_Problem to work on:_
Give again, word for word, only the lines from the one containing "Target: parked object under tent" through the final line.

_Data records:_
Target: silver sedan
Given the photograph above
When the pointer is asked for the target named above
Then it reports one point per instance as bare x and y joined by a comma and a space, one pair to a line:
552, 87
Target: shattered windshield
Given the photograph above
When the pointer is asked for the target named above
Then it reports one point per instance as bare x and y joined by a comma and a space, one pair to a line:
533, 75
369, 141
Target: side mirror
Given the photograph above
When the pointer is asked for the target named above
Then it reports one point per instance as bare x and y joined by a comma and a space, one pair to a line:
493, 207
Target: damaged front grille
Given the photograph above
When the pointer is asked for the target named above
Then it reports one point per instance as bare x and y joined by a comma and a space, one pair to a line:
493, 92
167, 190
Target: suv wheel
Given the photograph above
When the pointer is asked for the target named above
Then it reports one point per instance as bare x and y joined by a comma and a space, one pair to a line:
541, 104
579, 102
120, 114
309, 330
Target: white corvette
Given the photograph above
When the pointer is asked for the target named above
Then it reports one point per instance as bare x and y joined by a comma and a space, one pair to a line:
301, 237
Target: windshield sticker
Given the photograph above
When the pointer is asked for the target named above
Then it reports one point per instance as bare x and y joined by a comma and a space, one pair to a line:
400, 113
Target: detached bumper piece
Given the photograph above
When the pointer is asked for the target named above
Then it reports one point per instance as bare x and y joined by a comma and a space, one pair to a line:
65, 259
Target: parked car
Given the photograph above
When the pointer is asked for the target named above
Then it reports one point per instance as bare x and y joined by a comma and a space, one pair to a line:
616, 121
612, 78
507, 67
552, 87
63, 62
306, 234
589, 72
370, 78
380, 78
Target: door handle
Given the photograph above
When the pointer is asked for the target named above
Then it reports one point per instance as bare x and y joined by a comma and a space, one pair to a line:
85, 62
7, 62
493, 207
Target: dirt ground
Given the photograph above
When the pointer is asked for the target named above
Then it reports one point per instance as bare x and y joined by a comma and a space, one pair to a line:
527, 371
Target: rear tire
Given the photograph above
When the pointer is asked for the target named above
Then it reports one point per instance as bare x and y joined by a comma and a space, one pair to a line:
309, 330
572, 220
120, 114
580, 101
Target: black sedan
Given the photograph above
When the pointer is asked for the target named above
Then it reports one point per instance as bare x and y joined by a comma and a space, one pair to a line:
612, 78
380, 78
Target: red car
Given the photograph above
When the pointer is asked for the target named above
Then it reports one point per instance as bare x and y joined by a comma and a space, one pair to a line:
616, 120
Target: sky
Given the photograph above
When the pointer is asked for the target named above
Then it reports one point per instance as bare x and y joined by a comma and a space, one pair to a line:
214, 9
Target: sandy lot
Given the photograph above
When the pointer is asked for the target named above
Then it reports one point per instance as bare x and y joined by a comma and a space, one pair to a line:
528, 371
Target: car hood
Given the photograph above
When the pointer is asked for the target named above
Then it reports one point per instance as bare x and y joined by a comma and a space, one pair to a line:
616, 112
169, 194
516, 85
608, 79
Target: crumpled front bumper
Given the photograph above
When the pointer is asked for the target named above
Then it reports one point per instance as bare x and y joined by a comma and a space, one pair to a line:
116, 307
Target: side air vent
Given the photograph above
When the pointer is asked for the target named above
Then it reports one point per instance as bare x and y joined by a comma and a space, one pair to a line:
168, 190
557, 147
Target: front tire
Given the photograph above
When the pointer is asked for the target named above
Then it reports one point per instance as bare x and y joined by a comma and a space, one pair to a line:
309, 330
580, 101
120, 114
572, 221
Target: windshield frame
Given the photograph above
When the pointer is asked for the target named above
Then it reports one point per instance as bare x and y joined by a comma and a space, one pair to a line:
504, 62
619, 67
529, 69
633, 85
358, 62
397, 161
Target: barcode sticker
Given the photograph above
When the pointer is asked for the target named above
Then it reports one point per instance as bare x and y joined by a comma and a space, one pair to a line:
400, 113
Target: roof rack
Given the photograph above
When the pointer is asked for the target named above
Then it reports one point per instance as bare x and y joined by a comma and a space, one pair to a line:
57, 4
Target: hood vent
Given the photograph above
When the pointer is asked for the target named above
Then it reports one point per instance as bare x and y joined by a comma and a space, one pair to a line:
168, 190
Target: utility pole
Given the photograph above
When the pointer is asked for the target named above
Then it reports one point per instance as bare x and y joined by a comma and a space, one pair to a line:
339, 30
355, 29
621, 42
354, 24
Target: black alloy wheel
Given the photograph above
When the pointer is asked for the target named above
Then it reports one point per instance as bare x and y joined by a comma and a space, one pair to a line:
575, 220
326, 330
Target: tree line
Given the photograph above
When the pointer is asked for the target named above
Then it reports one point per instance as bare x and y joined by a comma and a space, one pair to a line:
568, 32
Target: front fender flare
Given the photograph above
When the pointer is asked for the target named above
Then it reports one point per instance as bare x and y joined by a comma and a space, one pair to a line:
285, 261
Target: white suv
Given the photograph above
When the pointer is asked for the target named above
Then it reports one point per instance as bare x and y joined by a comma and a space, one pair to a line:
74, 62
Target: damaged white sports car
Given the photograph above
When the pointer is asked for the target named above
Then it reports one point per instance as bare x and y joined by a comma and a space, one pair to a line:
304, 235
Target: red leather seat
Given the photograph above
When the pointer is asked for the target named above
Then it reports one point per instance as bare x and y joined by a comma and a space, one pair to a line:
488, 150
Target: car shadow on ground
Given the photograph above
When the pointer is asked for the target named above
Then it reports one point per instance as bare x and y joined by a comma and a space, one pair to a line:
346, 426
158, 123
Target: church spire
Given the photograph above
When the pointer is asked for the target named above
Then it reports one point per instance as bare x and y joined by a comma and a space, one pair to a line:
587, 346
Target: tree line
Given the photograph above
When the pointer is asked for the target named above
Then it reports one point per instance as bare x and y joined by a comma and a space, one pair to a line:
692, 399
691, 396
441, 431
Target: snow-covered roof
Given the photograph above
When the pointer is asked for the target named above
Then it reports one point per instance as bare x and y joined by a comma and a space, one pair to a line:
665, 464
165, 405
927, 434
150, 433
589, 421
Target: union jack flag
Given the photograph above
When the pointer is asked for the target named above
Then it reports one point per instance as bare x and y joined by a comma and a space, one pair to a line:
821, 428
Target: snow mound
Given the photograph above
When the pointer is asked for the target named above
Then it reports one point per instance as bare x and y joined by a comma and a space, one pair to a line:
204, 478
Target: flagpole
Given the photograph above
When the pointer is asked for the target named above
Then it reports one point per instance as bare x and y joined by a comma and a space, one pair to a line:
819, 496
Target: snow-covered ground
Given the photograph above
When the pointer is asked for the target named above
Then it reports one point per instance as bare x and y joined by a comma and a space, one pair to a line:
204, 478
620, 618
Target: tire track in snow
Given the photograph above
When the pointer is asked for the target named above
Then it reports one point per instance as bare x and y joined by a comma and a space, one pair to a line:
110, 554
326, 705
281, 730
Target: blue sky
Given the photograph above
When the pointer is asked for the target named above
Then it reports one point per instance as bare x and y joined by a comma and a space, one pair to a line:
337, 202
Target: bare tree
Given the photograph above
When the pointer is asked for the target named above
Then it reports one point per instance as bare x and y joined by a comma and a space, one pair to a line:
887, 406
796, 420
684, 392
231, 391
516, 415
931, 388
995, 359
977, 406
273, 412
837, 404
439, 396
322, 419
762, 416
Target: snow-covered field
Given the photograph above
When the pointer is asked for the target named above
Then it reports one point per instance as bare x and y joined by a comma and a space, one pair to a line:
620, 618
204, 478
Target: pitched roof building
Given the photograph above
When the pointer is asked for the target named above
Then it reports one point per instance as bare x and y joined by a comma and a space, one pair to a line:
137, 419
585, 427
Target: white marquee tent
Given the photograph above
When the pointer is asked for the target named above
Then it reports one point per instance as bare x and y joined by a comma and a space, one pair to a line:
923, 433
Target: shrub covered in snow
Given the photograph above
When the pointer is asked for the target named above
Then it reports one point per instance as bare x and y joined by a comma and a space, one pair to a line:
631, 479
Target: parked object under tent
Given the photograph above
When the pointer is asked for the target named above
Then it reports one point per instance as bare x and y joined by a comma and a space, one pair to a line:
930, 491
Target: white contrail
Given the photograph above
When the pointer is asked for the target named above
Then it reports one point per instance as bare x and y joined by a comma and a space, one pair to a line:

_Output:_
Target: parked object under tent
Given the photograph above
When the pointer is asked for the target named above
Then it reports one point per instance as bare x and y joined by a comma and a space, one pair to a line:
930, 491
Target: white contrail
Given the photograph above
When the pointer is asked for the target named above
Then it reports one point per instance as bare x and y joined by a comma and a space, one pair to a line:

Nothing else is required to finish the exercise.